Coordinate labeling data:
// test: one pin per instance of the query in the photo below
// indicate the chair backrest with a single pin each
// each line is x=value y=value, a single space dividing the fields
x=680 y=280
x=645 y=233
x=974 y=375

## THE PROBLEM
Give the data above as a two-column CSV with the columns request and points. Put one row per request, with its text and its answer each in a single quoted field and line breaks replaced by spaces.

## TASK RESULT
request,points
"// test: one pin per instance of the query in the photo below // indicate the chair backrest with a single pin each // each line is x=value y=value, a single space dividing the fields","x=680 y=280 x=645 y=233 x=974 y=375"